(Entries taken from an annotation dataset)

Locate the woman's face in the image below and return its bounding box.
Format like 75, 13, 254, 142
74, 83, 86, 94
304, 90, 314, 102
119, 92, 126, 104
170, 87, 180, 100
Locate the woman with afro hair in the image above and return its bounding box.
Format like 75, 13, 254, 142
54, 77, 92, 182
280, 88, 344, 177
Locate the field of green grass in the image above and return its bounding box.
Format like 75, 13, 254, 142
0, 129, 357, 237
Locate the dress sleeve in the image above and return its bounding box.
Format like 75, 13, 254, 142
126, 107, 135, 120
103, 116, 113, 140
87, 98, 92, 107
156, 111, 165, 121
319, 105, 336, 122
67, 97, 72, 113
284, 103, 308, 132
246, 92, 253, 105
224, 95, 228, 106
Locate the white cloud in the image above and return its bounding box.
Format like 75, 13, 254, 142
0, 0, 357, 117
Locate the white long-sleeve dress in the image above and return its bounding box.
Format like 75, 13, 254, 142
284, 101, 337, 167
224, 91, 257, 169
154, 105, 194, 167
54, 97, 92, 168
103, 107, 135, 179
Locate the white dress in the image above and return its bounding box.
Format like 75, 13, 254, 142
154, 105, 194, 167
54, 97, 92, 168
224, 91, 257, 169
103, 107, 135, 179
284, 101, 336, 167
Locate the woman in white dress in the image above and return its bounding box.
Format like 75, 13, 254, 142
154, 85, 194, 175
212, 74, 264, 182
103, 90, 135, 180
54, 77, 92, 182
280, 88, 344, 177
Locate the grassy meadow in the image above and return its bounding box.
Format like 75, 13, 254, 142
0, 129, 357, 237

§ **Challenge**:
Copy all of the items above line for line, without changing a single character.

§ **Reply to the exercise**:
Locate the woman's face in the image below and return its bounding box.
Format like 75, 13, 254, 142
74, 83, 86, 94
304, 90, 314, 102
119, 92, 126, 104
170, 87, 180, 100
Locate the woman with afro hair in the image above and return its bounding box.
Format like 75, 13, 254, 142
54, 77, 92, 182
280, 88, 344, 177
Locate the field of green grass in the image above and return its bounding box.
Format like 75, 13, 254, 142
0, 129, 357, 237
Locate the dress sleeve in the image above and return its bounding box.
Format like 75, 13, 254, 142
126, 107, 135, 120
103, 116, 113, 140
87, 98, 92, 107
156, 111, 165, 121
319, 105, 336, 122
67, 97, 72, 113
284, 103, 308, 132
246, 92, 253, 105
224, 95, 228, 106
Locate the white cloud in the image above and return its bounding box.
Format like 75, 13, 254, 142
0, 0, 357, 117
Locate the white long-sleeve dress in the image above and return its bounding box.
Format like 75, 13, 254, 142
284, 101, 337, 167
224, 91, 257, 169
154, 105, 194, 167
54, 97, 92, 168
103, 107, 135, 179
Locate the white dress in the image above and return its bounding box.
Format like 75, 13, 254, 142
154, 105, 194, 167
54, 97, 92, 168
224, 91, 257, 169
103, 107, 135, 179
284, 101, 336, 167
Locate the woman in white dress in the image above and return its bounding box.
Format like 75, 13, 254, 142
154, 85, 194, 175
212, 74, 264, 182
103, 90, 135, 180
54, 77, 92, 182
280, 88, 344, 177
Locate the grassy meadow in the image above and return its bounding box.
Format like 75, 13, 254, 142
0, 129, 357, 237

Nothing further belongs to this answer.